■ Excerpted passage ■
★ ★ ★

Physician mortgage loans offer several attractive benefits, including low down payment requirements, a straightforward income verification process, and no PMI. These advantages make physician loans an appealing option for many doctors. As a borrower, you might be tempted to buy down your interest rate to lower your overall mortgage costs—but is it really worth it?
Understanding Mortgage Buydowns
A mortgage buydown involves making an upfront payment at closing to reduce your interest rate. This rate reduction is expressed in points, where each point costs 1% of the total loan amount. The more points you purchase, the lower your interest rate will drop. At first glance, buying down your rate might seem like a smart move to save thousands of dollars over the life of your loan.

★ ★ ★

■ Supplied material ■
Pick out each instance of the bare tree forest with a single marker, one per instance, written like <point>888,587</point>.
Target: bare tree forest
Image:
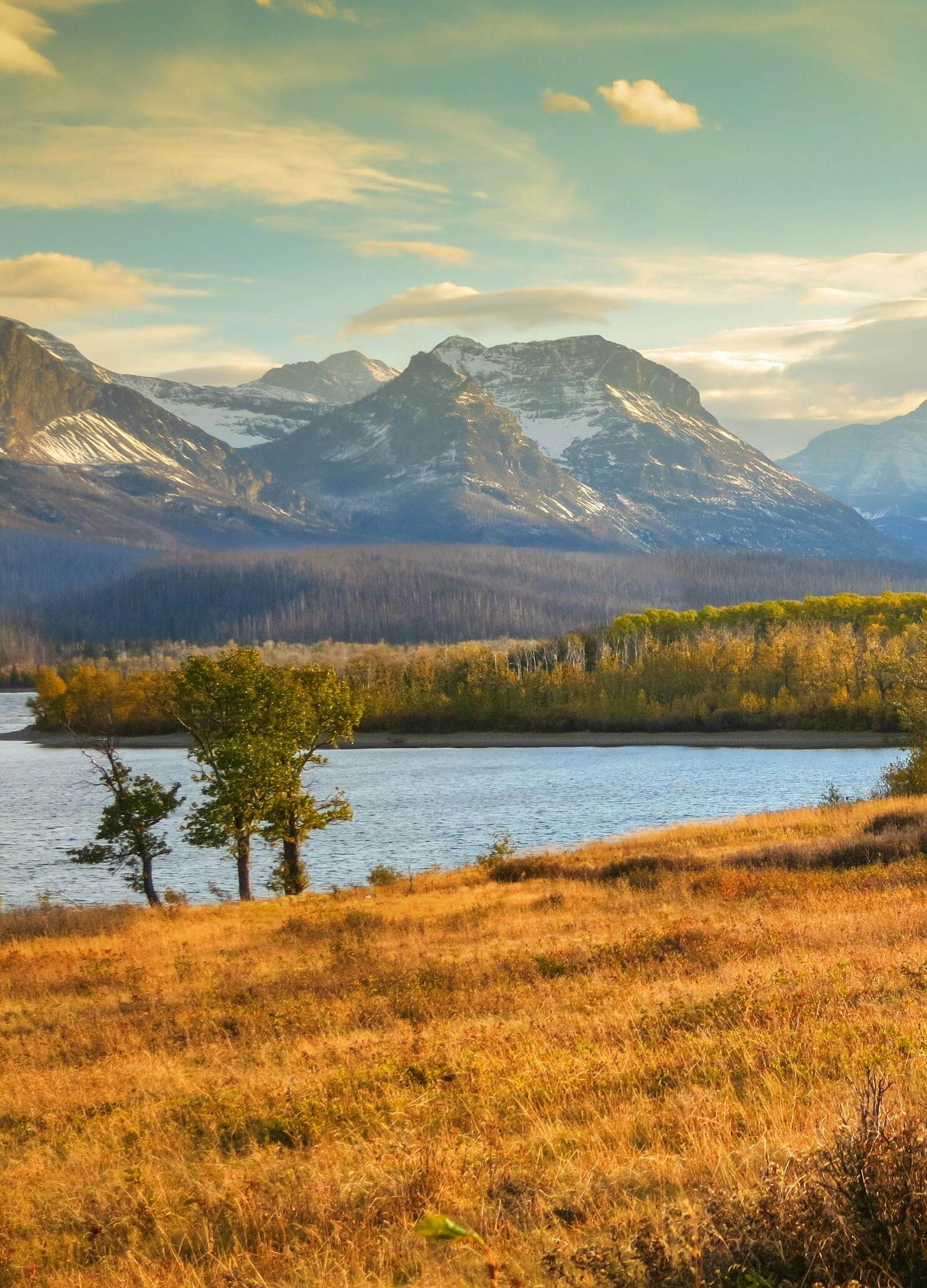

★ ★ ★

■ Aim ■
Write the next part of the passage on buying down a physician mortgage rate, starting right after its last sentence. The listing comes from a separate source.

■ Output below ■
For example, let’s say you qualify for a 30-year fixed-rate physician mortgage of $900,000 at 6.00%. Over the full term, you would repay about $1,942,500. If you decide to buy down your interest rate by one point (which would cost $9,000), your rate could drop by .125-.375%, potentially saving you over $75,000 in interest over the next 30 years. Your monthly payment would also decrease from $5,395.95 to $5,180.91 (assuming 6% vs 5.625%, principal and interest only).
Is Buying Down the Rate Worth It?
While these numbers might sound appealing, it’s essential to consider the broader context—especially in a fluctuating mortgage market. Buying down your rate requires a significant upfront investment, which may not make financial sense for many borrowers, particularly in an environment where interest rates are trending downward.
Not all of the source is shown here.